§ EXERCISE REQUIREMENTS:
Look through the data below, and copy each line that carries the word "geojson".

§ DATA FOR THIS EXERCISE:
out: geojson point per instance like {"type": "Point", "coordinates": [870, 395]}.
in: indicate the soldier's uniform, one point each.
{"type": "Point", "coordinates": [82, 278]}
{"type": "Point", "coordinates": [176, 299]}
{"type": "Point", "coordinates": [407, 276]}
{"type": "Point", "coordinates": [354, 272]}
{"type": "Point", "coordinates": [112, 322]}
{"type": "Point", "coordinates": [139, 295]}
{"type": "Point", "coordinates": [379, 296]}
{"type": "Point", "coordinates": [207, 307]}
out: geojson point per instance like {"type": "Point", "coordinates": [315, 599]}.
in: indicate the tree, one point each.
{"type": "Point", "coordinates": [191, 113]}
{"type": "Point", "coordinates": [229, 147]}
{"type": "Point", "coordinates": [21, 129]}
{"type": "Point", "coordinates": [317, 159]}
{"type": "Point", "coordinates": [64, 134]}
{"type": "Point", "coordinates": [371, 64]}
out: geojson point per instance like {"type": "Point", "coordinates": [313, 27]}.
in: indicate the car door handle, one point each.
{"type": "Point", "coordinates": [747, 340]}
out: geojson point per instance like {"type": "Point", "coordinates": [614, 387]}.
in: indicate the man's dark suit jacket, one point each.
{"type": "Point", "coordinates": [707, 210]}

§ YOUR RESPONSE:
out: geojson point per instance like {"type": "Point", "coordinates": [870, 395]}.
out: geojson point per instance like {"type": "Point", "coordinates": [315, 599]}.
out: geojson point per instance like {"type": "Point", "coordinates": [313, 27]}.
out: geojson point per instance like {"type": "Point", "coordinates": [614, 387]}.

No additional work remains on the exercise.